Task »
Write the data out again in full, with no departure from the original.

[Labeled-object pointing entries]
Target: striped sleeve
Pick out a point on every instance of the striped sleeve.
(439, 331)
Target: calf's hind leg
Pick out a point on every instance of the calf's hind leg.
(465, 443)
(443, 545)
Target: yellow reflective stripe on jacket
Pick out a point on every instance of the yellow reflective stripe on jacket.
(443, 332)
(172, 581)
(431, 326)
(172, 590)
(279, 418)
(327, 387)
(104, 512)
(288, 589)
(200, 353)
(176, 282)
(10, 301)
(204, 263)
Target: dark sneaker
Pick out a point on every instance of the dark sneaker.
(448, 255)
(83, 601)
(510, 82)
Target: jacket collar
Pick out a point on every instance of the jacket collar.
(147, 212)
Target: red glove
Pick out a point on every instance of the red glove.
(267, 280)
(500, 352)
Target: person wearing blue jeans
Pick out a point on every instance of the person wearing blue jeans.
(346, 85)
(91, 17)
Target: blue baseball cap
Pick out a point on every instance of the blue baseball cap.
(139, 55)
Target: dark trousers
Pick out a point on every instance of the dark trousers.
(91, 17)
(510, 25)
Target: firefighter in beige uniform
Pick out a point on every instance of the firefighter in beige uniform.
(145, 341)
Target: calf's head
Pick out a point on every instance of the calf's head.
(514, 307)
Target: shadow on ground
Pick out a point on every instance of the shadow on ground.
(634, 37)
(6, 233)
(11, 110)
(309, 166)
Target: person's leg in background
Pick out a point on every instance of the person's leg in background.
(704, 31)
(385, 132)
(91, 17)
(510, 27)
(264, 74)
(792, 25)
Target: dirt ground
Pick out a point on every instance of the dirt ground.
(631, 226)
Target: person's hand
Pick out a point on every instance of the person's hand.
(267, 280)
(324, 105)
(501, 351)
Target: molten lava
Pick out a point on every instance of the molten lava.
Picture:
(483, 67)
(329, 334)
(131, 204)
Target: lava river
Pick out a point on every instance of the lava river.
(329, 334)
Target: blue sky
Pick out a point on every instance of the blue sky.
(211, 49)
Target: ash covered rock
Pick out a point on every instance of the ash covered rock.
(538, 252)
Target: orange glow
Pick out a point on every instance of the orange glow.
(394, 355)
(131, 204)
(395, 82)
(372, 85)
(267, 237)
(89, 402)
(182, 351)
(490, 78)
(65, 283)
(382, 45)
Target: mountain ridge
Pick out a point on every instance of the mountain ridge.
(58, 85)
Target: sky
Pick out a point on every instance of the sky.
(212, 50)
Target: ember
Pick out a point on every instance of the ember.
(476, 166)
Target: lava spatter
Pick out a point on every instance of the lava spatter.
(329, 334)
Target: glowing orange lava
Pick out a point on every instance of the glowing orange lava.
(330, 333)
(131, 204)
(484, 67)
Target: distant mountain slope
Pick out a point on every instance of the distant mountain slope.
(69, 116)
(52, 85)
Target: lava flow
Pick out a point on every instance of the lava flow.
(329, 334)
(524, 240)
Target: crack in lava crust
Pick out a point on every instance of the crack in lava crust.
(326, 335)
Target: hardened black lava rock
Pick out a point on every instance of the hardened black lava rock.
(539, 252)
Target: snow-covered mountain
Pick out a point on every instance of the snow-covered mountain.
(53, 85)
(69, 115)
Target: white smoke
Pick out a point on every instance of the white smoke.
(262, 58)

Output for this task »
Target: striped sleeve
Pick out a point on every instance of the striped sleeve.
(439, 331)
Target: calf's hind leg
Pick out a point on every instance of the calf's hind leg.
(465, 443)
(443, 545)
Target: yellow reflective stripe on jacket
Pick out a point on every instance of the yellow reflective stripe on jacket.
(443, 332)
(172, 581)
(431, 326)
(172, 590)
(279, 418)
(327, 387)
(104, 512)
(288, 589)
(200, 353)
(176, 282)
(10, 301)
(204, 263)
Target: dark sneaker
Pick out a point on every instance of the dark sneaker.
(448, 255)
(83, 601)
(510, 82)
Target: jacket collar
Pick out a point on every instance of the jacket collar.
(147, 212)
Target: red glove
Pick out a point on every instance of the red glove.
(267, 280)
(500, 352)
Target: person wearing blue jeans
Pick out a point on every instance of the person wearing blue jeans.
(346, 85)
(91, 17)
Target: blue baseball cap
Pick out a point on every instance of the blue baseball cap.
(139, 55)
Target: dark trousers
Pick out a point on every instance of the dark trousers.
(91, 17)
(510, 25)
Target: firefighter in beige uniform
Pick out a point on every instance of the firefighter in beige uniform.
(145, 341)
Target: calf's head
Pick out a point on every instance of the calf's head.
(514, 307)
Target: shadow on ground
Pick out a point on every instance of the shadow on ground.
(634, 37)
(6, 233)
(11, 110)
(309, 166)
Target: person's leg in background
Pick out a point on every instance of the person's leg in background.
(704, 31)
(385, 132)
(91, 17)
(510, 27)
(264, 74)
(792, 25)
Target: dirt ground
Pick out a point on every instance of the dirt ground.
(631, 226)
Target: person's hand
Pick out a point on every instance of the person's hand.
(267, 280)
(324, 105)
(501, 351)
Target: molten lava
Pick out a point on every instance of the molten lava.
Picture:
(483, 67)
(329, 334)
(131, 204)
Target: lava river
Pick out a point on every instance of the lava river.
(329, 334)
Target: blue sky
Pick out a point on every instance of the blue sky.
(211, 49)
Target: ash covered rock
Pick out a point on every instance of the ash covered rock.
(538, 252)
Target: orange glow
Pick out a point on every instance of the orange glow.
(394, 355)
(131, 204)
(395, 82)
(372, 85)
(267, 237)
(89, 402)
(182, 351)
(490, 78)
(65, 283)
(382, 45)
Target: mountain ridge
Pick out a point on every instance of the mountain ridge.
(58, 85)
Target: sky
Pick out a point on every instance of the sky.
(212, 50)
Target: ember
Pick out a point on every instance of the ember.
(476, 166)
Target: lava spatter
Pick out a point on every instance of the lava spatter.
(329, 334)
Target: glowing orange lava
Pick out a point on every instance of the glowing orange lava.
(330, 333)
(131, 204)
(484, 67)
Target: distant mountain slope
Pick out a point on every instance of the distant mountain slope.
(69, 116)
(52, 85)
Target: lava flow
Pick out a point on every instance of the lava flow.
(329, 334)
(524, 240)
Target: crack in lava crust
Pick out a point on every instance of the crack in lava crust.
(326, 335)
Target: hardened black lava rock
Pick out a point on every instance of the hardened black lava rock.
(539, 252)
Target: snow-covered mountain
Pick out a point on every instance of the snow-covered mountain.
(53, 85)
(69, 115)
Target: white smoke
Pick out a point on every instance of the white smoke.
(262, 58)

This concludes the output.